- Exercise materials -
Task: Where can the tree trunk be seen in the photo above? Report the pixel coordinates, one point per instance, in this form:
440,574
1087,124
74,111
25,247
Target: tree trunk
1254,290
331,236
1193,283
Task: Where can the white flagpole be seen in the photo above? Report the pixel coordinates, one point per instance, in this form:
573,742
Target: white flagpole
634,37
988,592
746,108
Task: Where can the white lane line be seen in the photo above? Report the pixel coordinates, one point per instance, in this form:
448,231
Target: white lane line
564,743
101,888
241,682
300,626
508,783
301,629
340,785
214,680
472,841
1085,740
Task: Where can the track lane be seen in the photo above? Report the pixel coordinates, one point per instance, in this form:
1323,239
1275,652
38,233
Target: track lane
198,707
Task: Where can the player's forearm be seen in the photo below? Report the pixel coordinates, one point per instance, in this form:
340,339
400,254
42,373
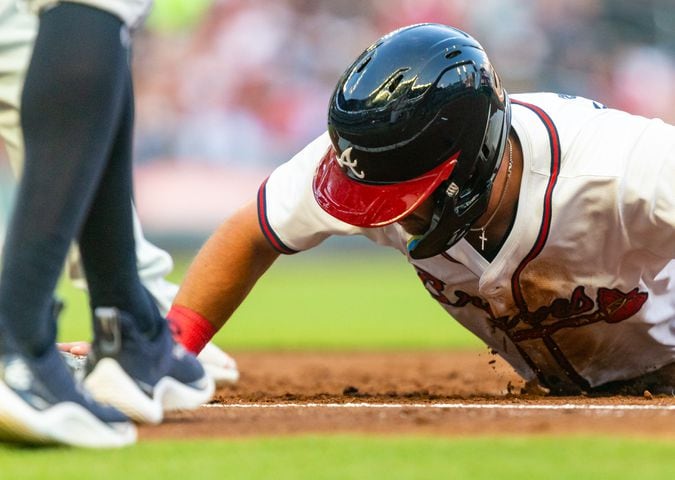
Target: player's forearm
226,268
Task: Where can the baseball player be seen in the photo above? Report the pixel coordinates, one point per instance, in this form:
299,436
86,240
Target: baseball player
77,123
543,223
18,26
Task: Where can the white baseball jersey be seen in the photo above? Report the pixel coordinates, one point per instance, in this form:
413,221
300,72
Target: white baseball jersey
582,292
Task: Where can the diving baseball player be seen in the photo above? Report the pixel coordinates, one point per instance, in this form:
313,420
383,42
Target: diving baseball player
543,223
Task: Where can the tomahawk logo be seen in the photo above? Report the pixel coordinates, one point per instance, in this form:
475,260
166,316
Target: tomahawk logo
345,160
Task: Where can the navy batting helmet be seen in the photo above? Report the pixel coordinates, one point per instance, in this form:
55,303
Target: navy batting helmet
420,113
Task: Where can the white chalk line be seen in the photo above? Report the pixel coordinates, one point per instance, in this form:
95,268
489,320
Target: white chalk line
447,406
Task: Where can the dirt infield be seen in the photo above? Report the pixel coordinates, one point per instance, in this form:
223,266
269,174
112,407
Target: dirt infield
404,393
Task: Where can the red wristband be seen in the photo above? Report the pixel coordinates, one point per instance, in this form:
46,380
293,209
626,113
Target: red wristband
189,328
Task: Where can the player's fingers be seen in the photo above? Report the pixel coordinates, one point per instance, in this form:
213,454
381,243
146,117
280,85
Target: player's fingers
76,348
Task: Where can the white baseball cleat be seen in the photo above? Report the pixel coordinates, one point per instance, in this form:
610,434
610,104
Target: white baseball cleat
219,365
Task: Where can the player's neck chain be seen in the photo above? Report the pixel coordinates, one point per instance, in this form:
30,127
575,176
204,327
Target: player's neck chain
481,229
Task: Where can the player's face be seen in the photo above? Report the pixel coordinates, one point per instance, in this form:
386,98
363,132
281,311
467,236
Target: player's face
419,221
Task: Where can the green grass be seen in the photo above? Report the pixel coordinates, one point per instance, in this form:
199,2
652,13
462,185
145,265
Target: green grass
354,457
316,300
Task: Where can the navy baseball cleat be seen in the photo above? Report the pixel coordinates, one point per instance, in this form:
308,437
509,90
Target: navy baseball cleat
41,404
143,378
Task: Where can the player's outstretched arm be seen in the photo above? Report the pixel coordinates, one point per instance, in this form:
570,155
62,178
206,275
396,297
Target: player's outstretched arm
222,274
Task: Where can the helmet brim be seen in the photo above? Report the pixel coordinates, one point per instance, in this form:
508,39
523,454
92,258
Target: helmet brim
373,205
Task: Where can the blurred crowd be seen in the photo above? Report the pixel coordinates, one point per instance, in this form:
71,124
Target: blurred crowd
248,85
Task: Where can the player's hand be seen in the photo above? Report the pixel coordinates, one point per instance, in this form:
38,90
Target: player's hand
76,348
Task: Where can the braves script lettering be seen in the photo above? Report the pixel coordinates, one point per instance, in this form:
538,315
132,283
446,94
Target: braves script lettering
610,306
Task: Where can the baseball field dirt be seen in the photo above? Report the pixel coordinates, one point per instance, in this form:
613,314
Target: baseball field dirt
426,393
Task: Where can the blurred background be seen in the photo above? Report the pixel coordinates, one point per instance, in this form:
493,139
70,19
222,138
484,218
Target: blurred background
229,89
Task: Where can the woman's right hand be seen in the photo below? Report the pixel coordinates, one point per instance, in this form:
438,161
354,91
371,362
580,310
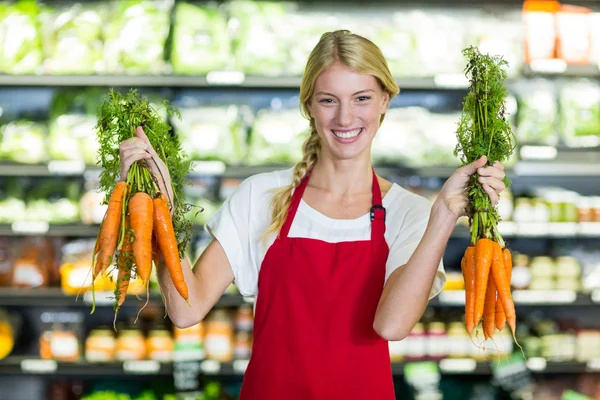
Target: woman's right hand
139,148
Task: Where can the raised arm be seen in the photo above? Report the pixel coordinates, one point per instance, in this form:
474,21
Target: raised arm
211,274
406,292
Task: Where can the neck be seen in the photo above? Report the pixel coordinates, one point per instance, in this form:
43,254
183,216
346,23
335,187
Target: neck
342,177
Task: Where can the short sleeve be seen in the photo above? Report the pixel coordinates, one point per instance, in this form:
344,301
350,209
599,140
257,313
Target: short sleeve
407,240
232,227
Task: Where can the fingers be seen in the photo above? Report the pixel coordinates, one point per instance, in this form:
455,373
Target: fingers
492,194
471,168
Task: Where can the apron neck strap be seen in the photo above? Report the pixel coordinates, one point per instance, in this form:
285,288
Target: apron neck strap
377,212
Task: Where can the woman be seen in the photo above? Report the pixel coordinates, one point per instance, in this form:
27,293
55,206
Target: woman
341,260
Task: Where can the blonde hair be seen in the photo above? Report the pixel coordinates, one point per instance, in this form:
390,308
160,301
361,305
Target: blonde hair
354,51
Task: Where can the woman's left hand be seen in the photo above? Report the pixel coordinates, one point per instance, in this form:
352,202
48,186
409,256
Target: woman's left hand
454,192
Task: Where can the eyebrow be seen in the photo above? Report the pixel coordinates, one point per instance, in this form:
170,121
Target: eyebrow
354,94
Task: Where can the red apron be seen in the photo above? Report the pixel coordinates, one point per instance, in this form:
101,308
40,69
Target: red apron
313,327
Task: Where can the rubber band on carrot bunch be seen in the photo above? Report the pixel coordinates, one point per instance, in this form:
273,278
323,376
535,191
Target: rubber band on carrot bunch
137,210
484,130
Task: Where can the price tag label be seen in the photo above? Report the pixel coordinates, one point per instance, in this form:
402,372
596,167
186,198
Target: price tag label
208,167
593,364
424,377
451,81
39,366
563,229
536,364
103,298
452,297
544,296
458,365
210,367
589,228
30,227
141,367
507,228
532,229
225,78
240,366
573,395
66,167
554,66
185,376
512,375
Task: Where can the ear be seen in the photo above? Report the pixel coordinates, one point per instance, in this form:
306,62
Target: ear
384,102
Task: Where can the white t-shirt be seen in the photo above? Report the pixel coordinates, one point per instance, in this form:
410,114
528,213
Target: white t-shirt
240,222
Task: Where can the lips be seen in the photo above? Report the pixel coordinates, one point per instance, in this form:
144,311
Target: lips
347,134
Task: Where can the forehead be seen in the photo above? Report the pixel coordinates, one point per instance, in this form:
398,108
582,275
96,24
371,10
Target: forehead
339,79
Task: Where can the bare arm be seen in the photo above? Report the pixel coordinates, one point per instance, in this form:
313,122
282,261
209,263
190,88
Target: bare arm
206,283
406,292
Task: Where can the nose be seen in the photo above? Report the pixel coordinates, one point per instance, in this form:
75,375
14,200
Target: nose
345,115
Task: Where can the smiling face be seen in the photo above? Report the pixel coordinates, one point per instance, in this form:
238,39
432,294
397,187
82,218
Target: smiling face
347,107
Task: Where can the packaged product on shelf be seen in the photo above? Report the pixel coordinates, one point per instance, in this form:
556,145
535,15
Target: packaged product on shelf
260,36
537,113
20,42
24,142
72,38
100,345
401,137
580,113
135,36
573,34
200,40
131,345
218,339
160,345
61,336
211,132
35,264
277,135
521,274
9,331
540,29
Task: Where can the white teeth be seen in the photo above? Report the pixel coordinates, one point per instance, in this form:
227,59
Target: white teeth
347,135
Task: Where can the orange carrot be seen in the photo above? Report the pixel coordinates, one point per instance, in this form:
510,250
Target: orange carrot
141,212
500,316
469,276
125,262
483,261
167,242
108,236
503,287
489,310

- Task description -
Search the material for "below" and copy each matching line.

- Task result -
Task: Where can the player's forearm be seen in the photo below? Report the pixel coordinates, one point per instance, in this form:
Task: Where can the woman's right hand be seen in the photo below? Report the pixel coordinates, one point per instance, in this form:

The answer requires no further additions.